** Region pointing data **
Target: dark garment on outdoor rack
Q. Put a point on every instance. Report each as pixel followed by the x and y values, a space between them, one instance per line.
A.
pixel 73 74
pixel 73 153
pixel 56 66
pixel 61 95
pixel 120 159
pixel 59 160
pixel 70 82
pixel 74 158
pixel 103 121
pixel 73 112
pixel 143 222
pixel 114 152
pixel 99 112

** To do **
Word for word, reproduce every record shown above.

** Task result **
Target: dark garment on outdoor rack
Q. Put a point on every instance. Report each as pixel followed by the x and y values, a space between them, one instance per line.
A.
pixel 73 74
pixel 73 153
pixel 56 66
pixel 61 95
pixel 120 159
pixel 59 160
pixel 70 82
pixel 74 158
pixel 103 121
pixel 73 112
pixel 143 222
pixel 114 152
pixel 99 112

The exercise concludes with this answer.